(TEXT SEGMENT begins)

Josee Sovinsky - Angie Viets

Expert Tips: When You Want To Give Up On Recovery (+ Journaling Prompts)

Josée Sovinsky, RD

Photo Credit: Shutterstock

Recovery from an eating disorder (or any other mental illness) is a journey. With my clients, I celebrate many recovery wins, but I also support them through difficult moments. Let's get real here: Recovery is HARD. It requires a lot of work, patience and dedication. Because we are human, this can sometimes become very overwhelming.

To help get you through those moments, I connected with colleagues in order to put together a list of tips for when you feel like giving up on recovery. For those who find journaling helpful, I also included some prompts. 

1. Remember Why You Want To Recover

Somewhere in your initial struggle, you decided it was time to heal. There is a reason why you started this journey. In those difficult moments, think of what makes recovery important to you. Will it allow you to spend more time on your hobbies and passions? Will it make you more available for connection?

Blair Mize, MS, RDN, CSSD, LDN, owner of Memphis Nutrition Group says : "Before giving up on recovery, take some time to think about and write down why you started pursuing recovery in the first place. By taking a look at where you started and noting milestones along the way, you may begin to see how far you've come and why making a full recovery still feels worthwhile."

Journaling Prompt: Why did you start your recovery/healing process?

2. Consider How Recovery Fits Into Your Goals and Values

A very powerful tool when working on recovery is thinking about your goals and values. Once you have established your values, you can think about how these are connected to recovery. For example, you may value family. Recovery is then in line with your values since it might allow you to spend more quality time with your family. 

Before giving up on recovery, Paige Smathers, RDN, CD encourages you to take a step back and look at the big picture of your life. What do you want? As in, what do you REALLY want? Then, ask yourself how you get there. Check in with yourself by recognizing when your thoughts and desires for life are coming from a place of trust, respect, and fulfillment and when your desires might be coming from a space of bullying yourself and/or punishing yourself.

(TEXT SEGMENT ends)

● **INSTRUCTIONS FOR THE TASK**
Give the passage of the recovery tips text that begins at the words "2. Consider How" and stops after "with your family.", swapping "family" for "friends".

(MATERIAL SUPPLIED begins)

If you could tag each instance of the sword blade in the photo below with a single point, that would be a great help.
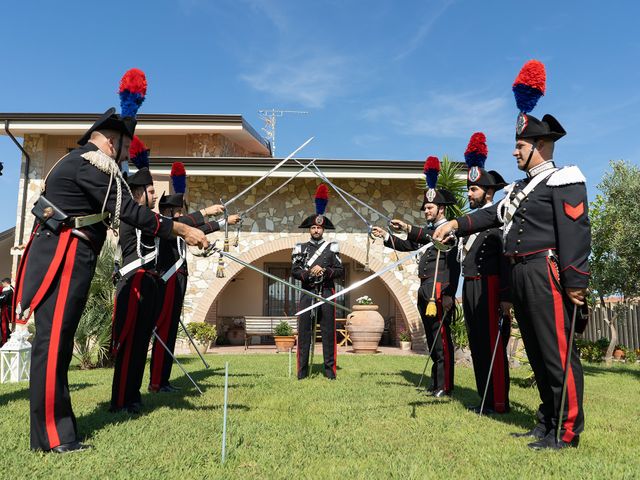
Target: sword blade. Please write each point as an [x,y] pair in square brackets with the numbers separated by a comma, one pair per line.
[229,202]
[493,359]
[280,187]
[278,279]
[155,334]
[193,343]
[359,283]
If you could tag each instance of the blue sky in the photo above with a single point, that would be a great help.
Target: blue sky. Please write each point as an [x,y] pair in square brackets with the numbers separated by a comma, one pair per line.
[381,79]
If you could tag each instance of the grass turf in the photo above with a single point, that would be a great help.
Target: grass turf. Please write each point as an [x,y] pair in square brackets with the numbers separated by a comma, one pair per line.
[370,423]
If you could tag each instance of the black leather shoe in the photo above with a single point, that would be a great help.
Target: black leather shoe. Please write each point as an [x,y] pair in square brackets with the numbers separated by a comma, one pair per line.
[441,394]
[133,408]
[549,442]
[168,389]
[70,447]
[485,411]
[537,432]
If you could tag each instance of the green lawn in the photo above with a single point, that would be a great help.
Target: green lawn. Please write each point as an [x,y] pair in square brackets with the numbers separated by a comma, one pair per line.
[370,423]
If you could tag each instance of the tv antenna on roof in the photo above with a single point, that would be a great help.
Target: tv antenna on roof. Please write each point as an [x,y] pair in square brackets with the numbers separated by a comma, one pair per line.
[269,116]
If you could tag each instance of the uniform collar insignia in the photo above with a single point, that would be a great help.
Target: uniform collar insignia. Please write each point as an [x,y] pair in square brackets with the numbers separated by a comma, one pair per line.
[538,169]
[440,222]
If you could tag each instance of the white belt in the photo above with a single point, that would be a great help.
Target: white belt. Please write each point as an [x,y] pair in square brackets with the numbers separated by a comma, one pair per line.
[174,268]
[129,267]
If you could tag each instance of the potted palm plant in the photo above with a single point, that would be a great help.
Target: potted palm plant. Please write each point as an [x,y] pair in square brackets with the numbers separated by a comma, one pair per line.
[283,335]
[405,340]
[203,333]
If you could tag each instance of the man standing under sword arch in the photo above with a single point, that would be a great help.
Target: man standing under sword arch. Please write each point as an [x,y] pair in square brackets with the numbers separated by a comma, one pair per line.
[547,237]
[439,273]
[316,264]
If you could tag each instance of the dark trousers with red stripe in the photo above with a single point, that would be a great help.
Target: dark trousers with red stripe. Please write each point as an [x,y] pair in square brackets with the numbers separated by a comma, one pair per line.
[327,321]
[56,319]
[135,312]
[5,324]
[481,301]
[544,317]
[442,356]
[167,329]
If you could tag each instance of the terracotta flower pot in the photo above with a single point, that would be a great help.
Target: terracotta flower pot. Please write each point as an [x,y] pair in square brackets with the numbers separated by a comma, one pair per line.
[284,343]
[365,326]
[202,346]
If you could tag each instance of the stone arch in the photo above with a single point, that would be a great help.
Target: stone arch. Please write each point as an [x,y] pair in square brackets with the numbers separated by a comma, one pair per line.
[348,248]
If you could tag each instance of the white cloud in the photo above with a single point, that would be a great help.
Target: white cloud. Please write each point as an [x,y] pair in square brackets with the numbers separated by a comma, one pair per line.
[452,115]
[309,81]
[424,30]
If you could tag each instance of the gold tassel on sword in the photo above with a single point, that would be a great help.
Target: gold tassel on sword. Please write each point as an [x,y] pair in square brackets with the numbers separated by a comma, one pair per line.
[432,309]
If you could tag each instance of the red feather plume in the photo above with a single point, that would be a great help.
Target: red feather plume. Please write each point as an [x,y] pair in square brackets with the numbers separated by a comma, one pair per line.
[322,191]
[177,169]
[533,75]
[432,163]
[135,81]
[137,147]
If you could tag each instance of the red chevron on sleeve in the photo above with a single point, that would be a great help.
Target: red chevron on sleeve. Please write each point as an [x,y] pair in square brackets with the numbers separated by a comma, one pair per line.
[572,212]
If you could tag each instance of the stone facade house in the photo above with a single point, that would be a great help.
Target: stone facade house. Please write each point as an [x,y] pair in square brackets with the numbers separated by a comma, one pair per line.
[223,154]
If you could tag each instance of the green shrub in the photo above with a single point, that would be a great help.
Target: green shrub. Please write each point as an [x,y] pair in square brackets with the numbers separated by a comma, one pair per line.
[93,336]
[283,329]
[458,328]
[592,351]
[630,355]
[202,331]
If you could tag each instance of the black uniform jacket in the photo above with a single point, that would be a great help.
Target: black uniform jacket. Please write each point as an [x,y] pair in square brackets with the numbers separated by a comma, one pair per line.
[78,188]
[328,259]
[486,257]
[169,253]
[553,216]
[448,266]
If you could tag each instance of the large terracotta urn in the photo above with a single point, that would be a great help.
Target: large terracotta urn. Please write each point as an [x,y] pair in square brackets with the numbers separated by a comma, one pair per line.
[365,326]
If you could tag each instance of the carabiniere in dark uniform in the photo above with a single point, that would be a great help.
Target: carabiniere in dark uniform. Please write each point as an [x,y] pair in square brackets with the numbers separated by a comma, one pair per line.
[304,257]
[446,284]
[58,264]
[174,272]
[485,271]
[137,303]
[547,240]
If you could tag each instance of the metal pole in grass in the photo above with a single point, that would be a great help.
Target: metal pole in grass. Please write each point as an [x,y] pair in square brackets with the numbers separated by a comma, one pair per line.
[224,415]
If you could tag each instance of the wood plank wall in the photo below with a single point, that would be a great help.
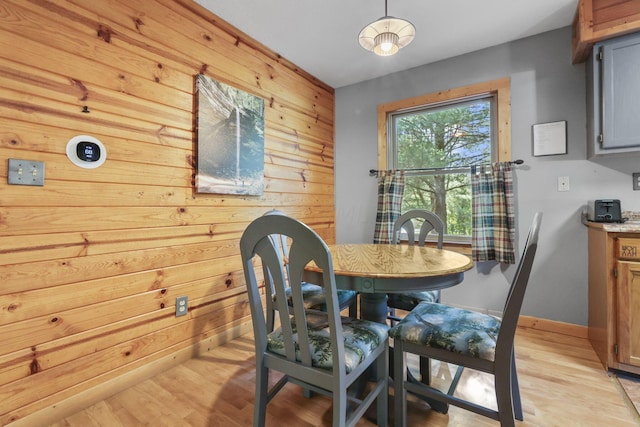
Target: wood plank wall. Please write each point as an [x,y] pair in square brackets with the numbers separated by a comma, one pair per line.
[91,263]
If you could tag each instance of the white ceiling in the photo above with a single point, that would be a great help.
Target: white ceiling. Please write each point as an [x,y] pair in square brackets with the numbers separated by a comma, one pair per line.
[321,36]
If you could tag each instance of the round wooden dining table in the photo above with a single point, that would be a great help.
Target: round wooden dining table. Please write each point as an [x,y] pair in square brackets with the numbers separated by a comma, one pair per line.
[375,270]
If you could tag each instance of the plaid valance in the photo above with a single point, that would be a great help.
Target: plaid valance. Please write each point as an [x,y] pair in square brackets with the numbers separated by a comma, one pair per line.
[390,191]
[493,224]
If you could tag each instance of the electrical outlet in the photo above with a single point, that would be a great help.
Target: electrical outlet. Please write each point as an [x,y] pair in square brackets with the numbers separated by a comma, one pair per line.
[182,306]
[25,172]
[563,183]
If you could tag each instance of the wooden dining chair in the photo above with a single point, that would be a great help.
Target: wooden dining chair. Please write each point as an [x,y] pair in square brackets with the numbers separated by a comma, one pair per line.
[407,222]
[317,350]
[313,295]
[466,338]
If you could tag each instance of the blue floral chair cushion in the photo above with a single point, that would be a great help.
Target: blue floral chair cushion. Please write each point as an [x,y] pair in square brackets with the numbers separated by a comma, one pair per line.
[315,299]
[450,328]
[409,300]
[361,337]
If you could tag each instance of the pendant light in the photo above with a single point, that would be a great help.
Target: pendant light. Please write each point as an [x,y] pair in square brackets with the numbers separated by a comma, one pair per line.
[387,35]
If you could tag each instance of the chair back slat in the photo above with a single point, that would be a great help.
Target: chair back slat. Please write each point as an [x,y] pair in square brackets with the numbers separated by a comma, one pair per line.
[515,297]
[430,222]
[304,246]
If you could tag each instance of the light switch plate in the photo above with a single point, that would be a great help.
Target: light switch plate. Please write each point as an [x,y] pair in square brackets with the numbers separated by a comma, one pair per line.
[25,172]
[182,305]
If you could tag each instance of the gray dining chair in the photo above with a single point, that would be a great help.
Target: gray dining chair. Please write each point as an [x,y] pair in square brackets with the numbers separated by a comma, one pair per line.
[407,222]
[317,350]
[469,339]
[313,295]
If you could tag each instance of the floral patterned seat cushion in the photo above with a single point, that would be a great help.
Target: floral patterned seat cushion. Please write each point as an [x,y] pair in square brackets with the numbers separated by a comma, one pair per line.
[361,338]
[450,328]
[315,299]
[409,300]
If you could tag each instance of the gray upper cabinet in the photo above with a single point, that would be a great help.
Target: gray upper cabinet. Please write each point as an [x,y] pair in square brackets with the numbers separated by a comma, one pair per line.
[613,97]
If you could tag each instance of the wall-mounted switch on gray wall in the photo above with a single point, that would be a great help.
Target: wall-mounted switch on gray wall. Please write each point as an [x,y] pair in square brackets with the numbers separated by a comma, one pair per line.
[25,172]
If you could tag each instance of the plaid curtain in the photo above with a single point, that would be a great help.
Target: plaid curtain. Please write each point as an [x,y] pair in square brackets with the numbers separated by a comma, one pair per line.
[390,190]
[493,225]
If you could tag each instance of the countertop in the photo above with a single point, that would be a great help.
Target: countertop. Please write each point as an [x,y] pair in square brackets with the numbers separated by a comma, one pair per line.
[632,225]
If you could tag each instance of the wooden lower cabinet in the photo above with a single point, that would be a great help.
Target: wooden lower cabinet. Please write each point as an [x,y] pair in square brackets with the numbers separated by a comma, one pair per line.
[614,297]
[629,312]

(MATERIAL SUPPLIED ends)

● **RESULT OF THE TASK**
2. Consider How Recovery Fits Into Your Goals and Values

A very powerful tool when working on recovery is thinking about your goals and values. Once you have established your values, you can think about how these are connected to recovery. For example, you may value friends. Recovery is then in line with your values since it might allow you to spend more quality time with your friends.